** Start Provided data **

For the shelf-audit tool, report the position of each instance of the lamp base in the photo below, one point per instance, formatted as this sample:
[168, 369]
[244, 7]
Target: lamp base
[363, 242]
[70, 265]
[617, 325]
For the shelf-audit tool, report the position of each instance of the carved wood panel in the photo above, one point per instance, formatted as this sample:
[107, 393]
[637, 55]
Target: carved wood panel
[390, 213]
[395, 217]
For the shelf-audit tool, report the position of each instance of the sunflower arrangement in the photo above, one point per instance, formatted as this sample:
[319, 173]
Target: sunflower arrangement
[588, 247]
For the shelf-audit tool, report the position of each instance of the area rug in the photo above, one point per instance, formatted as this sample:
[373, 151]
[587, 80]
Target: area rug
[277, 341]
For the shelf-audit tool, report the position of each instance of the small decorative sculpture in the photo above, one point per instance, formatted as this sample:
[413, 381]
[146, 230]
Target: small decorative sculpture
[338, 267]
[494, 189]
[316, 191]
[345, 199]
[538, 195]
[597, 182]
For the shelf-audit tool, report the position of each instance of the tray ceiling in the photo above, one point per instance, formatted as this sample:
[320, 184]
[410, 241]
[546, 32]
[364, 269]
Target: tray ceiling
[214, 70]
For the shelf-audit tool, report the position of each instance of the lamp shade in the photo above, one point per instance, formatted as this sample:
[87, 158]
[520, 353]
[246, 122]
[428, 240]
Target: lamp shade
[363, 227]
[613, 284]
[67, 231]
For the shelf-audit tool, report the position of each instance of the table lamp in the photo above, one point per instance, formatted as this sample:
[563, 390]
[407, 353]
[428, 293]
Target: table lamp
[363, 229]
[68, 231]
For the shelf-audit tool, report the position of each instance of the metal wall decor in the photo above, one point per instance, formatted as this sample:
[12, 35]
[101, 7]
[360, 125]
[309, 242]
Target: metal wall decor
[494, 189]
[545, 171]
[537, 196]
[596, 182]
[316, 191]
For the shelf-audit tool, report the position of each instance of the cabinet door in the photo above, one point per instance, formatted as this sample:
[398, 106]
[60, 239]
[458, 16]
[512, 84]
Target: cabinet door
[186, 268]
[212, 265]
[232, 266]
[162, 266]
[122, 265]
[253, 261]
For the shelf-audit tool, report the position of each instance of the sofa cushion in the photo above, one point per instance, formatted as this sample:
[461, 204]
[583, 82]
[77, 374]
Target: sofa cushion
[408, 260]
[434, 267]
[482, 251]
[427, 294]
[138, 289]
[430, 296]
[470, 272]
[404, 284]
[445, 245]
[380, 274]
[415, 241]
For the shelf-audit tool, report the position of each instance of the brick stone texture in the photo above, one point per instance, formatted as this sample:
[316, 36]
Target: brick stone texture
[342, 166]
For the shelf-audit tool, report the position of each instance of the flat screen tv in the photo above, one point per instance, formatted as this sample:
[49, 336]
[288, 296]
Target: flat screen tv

** End Provided data **

Short exercise:
Switch every "shelf-audit tool" in the items above to "room-inventory tool", and write out all the items again with nothing else changed.

Result for this task:
For the room-inventory tool, report the position of each instance of the lamp base in the photo below, one point per instance, formatted as this sample:
[168, 369]
[244, 7]
Target: lamp base
[363, 242]
[70, 265]
[617, 325]
For the room-inventory tool, report the position of each instance of the carved wood panel in the photo above, one point per instance, formatted as this sample:
[107, 393]
[637, 55]
Target: carved wood panel
[390, 213]
[395, 217]
For the room-inventory tool, report the position of each instance of the sunflower arrangement in the photo above, one point per instance, formatted as this sample:
[319, 173]
Target: sunflower arrangement
[588, 247]
For the room-inventory tool, report the position of each instance of the area rug in the photo above, one point per instance, formatted as this sample:
[373, 151]
[587, 80]
Target: area rug
[277, 341]
For the room-inventory tool, report the position of each instance of the small decorative sculpture in the photo above, one point per instance, formatted as this sample:
[413, 381]
[146, 230]
Target: small decorative sculpture
[338, 267]
[494, 189]
[316, 191]
[345, 199]
[538, 195]
[597, 182]
For the room-inventory tool, report the position of each instance of the tray ceiling in the photo above, one point per instance, formatted as this sample:
[320, 184]
[410, 241]
[546, 32]
[364, 269]
Target: tray ceiling
[214, 70]
For the room-inventory tool, report the position of each instance of the lamp shade in the photo above, one point per instance, formatted as this sample:
[87, 158]
[520, 353]
[246, 122]
[428, 240]
Target: lamp shade
[363, 227]
[613, 284]
[67, 231]
For the room-inventory tool, report the position of each instance of the table lamp in the photo above, one point per instance, formatted as this sample:
[563, 390]
[407, 353]
[428, 293]
Target: table lamp
[363, 229]
[68, 231]
For the room-inventory tool, report the position of each instance of the metal wall decor in the photo above, one point per instance, formatted as this sample:
[12, 35]
[101, 7]
[360, 125]
[309, 242]
Target: metal wall decor
[494, 189]
[545, 171]
[537, 196]
[596, 182]
[316, 191]
For the room-inventory tool, report the position of each instance of the cabinet door in the photo above, one point per instance, formatted as this sample:
[398, 106]
[60, 239]
[458, 16]
[512, 84]
Target: cabinet door
[186, 268]
[212, 265]
[232, 266]
[162, 266]
[122, 265]
[253, 261]
For the room-inventory tool, report the position of each instance of the sofa cushion in the photo above, one point per instance, formatted as this sample:
[461, 204]
[583, 82]
[77, 374]
Target: sofa cushion
[408, 260]
[434, 267]
[482, 251]
[427, 294]
[138, 289]
[430, 296]
[470, 272]
[404, 284]
[445, 245]
[380, 274]
[415, 241]
For the room-inventory tool, report the position of each instance of the brick stone texture in the photo above, one point per instance, formatted as this sample:
[316, 36]
Target: brick stone texture
[342, 166]
For the room-inventory tool, report the position of each instance of the flat screen tv in the photo above, one point per instance, formatted as this sample:
[49, 336]
[288, 296]
Target: flat screen tv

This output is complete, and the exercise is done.